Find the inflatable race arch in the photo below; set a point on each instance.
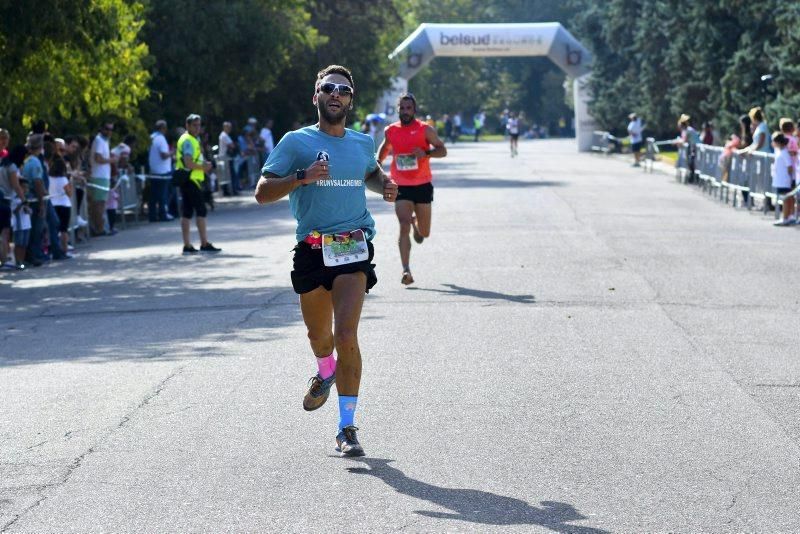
(496, 40)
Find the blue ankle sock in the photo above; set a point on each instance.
(347, 410)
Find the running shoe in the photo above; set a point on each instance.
(347, 442)
(318, 391)
(208, 247)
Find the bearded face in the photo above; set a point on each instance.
(333, 103)
(406, 111)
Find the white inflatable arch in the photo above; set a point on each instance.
(496, 40)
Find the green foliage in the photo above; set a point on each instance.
(662, 58)
(215, 58)
(70, 62)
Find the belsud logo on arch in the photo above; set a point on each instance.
(510, 41)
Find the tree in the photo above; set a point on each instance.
(74, 73)
(215, 61)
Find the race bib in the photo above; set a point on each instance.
(407, 162)
(341, 249)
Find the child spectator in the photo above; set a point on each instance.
(21, 224)
(111, 207)
(788, 130)
(783, 177)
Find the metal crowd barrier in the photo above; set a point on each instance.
(745, 176)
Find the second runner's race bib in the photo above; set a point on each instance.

+ + + +

## What you are asked to do
Can you return each of the records above word for word, without the picture?

## Solution to the exercise
Find the inflatable race arch in the photo below; set a point on each instance.
(496, 40)
Find the blue ankle sock in the photo above; set a point on each instance.
(347, 410)
Find the running shoe in the photo above; set a point on each instance.
(347, 442)
(318, 391)
(208, 247)
Find the bearded face in the photo above; set a point on each instance.
(333, 103)
(406, 111)
Find the white inflatable arch in the photo above; set a point on each instance.
(496, 40)
Find the green foliage in the photo above; set a point on each instance.
(662, 58)
(215, 58)
(70, 62)
Find the belsud logo on arch in the photo above; set a point on each instance.
(510, 41)
Find the tree in the photo above; set a point on each instance.
(74, 73)
(215, 61)
Find the race bib in the photo above; set a point on each instance.
(407, 162)
(341, 249)
Find the child spectator in the photo above; set a point on each instance.
(21, 224)
(111, 207)
(788, 130)
(783, 177)
Find the metal crowd barrier in the photo above; set a point on each instance.
(745, 176)
Find the second runner's race bib in the photo above; set a point on each instance.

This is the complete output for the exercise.